BEGIN Exercise materials

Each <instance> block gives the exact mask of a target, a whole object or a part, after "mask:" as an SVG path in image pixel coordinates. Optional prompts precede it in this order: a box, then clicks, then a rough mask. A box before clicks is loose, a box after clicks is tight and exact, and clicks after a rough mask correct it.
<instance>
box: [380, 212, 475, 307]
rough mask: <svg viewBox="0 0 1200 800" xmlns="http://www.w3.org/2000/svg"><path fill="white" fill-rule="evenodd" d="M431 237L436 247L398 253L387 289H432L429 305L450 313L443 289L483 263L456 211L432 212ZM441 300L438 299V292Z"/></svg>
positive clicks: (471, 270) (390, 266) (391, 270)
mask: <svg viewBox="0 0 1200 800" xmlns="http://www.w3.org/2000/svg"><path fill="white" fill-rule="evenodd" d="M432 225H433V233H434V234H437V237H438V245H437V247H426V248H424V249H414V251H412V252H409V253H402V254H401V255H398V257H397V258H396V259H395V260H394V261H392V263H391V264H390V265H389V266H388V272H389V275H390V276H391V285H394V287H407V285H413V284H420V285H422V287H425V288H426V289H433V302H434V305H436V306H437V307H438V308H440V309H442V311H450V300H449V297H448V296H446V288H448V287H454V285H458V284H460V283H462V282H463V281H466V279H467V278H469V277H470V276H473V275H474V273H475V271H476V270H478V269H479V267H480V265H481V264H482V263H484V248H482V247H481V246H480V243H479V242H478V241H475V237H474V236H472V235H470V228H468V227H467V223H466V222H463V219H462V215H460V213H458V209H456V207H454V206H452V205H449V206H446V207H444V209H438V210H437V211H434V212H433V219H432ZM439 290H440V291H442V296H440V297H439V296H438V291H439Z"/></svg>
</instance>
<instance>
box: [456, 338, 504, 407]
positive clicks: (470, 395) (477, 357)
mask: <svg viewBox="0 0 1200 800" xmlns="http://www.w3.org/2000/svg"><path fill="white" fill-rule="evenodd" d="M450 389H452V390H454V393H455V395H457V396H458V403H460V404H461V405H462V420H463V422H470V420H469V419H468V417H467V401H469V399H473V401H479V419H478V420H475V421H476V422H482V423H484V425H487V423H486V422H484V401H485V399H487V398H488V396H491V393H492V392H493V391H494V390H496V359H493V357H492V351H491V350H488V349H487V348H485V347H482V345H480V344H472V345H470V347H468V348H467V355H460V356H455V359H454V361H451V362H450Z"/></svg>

END Exercise materials

> Problem to solve
Render all of the material above as a Markdown table with the columns Row and Line Text, numbering each line in order and omitting any blank lines.

> Task answer
| Row | Line Text |
|---|---|
| 1 | Each <instance> block gives the exact mask of a target, a whole object or a part, after "mask:" as an SVG path in image pixel coordinates. Optional prompts precede it in this order: a box, then clicks, then a rough mask. A box before clicks is loose, a box after clicks is tight and exact, and clicks after a rough mask correct it. |
| 2 | <instance> |
| 3 | box: [380, 212, 475, 307] |
| 4 | rough mask: <svg viewBox="0 0 1200 800" xmlns="http://www.w3.org/2000/svg"><path fill="white" fill-rule="evenodd" d="M431 237L436 247L398 253L387 289H432L429 305L450 313L443 289L483 263L456 211L432 212ZM441 300L438 299V292Z"/></svg> |
| 5 | positive clicks: (471, 270) (390, 266) (391, 270) |
| 6 | mask: <svg viewBox="0 0 1200 800" xmlns="http://www.w3.org/2000/svg"><path fill="white" fill-rule="evenodd" d="M432 225H433V233H434V234H437V237H438V245H437V247H426V248H424V249H414V251H412V252H409V253H402V254H401V255H398V257H397V258H396V259H395V260H394V261H392V263H391V264H390V265H389V266H388V272H389V275H390V276H391V285H394V287H407V285H413V284H420V285H422V287H425V288H426V289H433V302H434V305H436V306H437V307H438V308H440V309H442V311H450V300H449V297H448V296H446V288H448V287H454V285H458V284H460V283H462V282H463V281H466V279H467V278H469V277H470V276H473V275H474V273H475V271H476V270H478V269H479V267H480V265H481V264H482V263H484V248H482V247H481V246H480V243H479V242H478V241H475V237H474V236H472V235H470V228H468V227H467V223H466V222H463V219H462V215H460V213H458V209H456V207H454V206H452V205H449V206H446V207H444V209H438V210H437V211H434V212H433V219H432ZM439 290H440V291H442V296H440V297H439V296H438V291H439Z"/></svg> |
| 7 | </instance> |
| 8 | <instance> |
| 9 | box: [456, 338, 504, 407] |
| 10 | positive clicks: (470, 395) (477, 357) |
| 11 | mask: <svg viewBox="0 0 1200 800" xmlns="http://www.w3.org/2000/svg"><path fill="white" fill-rule="evenodd" d="M450 389H452V390H454V393H455V395H457V396H458V403H460V404H461V405H462V420H463V422H470V420H469V419H468V417H467V401H469V399H473V401H479V419H478V420H475V421H476V422H482V423H484V425H487V423H486V422H484V401H485V399H487V398H488V396H491V393H492V392H493V391H494V390H496V359H493V357H492V351H491V350H488V349H487V348H485V347H482V345H480V344H472V345H470V347H468V348H467V355H460V356H455V359H454V361H451V362H450Z"/></svg> |